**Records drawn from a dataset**
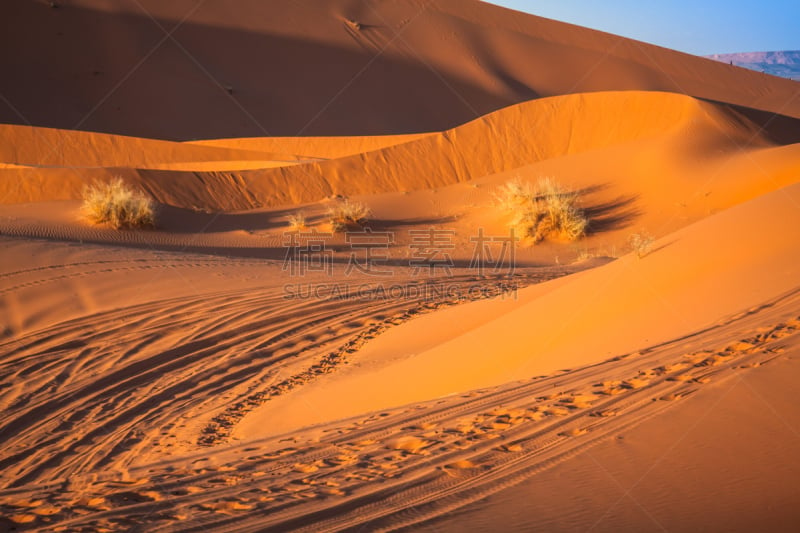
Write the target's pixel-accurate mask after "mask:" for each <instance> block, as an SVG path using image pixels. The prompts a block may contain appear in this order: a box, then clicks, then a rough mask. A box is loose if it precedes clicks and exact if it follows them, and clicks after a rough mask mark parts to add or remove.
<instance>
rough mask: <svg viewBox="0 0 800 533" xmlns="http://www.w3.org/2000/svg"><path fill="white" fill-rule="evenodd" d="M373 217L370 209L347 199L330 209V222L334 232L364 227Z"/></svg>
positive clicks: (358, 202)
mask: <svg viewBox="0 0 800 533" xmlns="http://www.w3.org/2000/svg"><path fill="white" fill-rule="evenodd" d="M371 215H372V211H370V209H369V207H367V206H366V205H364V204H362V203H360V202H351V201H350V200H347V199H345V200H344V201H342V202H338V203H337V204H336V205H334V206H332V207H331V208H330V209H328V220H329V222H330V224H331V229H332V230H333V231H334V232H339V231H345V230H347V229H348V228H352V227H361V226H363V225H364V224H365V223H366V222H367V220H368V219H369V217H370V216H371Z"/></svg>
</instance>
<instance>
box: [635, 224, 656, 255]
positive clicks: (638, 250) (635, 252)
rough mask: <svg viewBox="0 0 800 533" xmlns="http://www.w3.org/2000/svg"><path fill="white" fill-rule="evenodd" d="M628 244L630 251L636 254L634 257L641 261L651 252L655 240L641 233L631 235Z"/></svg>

**Exercise goal**
Filter the data for the string "rough" and copy every line that has it.

**Reply to the exercise**
Write the target's pixel-accurate mask after "mask:" for each <instance> block, as an SVG path using image pixels. The prompts a block may contain appear in this order: a box, then clicks, then a rough mask. A box is loose if it precedes clicks and exact if it follows them, and clicks after a rough mask mark parts to add or remove.
rough mask: <svg viewBox="0 0 800 533" xmlns="http://www.w3.org/2000/svg"><path fill="white" fill-rule="evenodd" d="M373 217L370 209L347 199L330 209V222L334 232L364 227Z"/></svg>
rough mask: <svg viewBox="0 0 800 533" xmlns="http://www.w3.org/2000/svg"><path fill="white" fill-rule="evenodd" d="M628 244L630 251L636 254L634 257L641 261L651 252L655 240L641 233L631 235Z"/></svg>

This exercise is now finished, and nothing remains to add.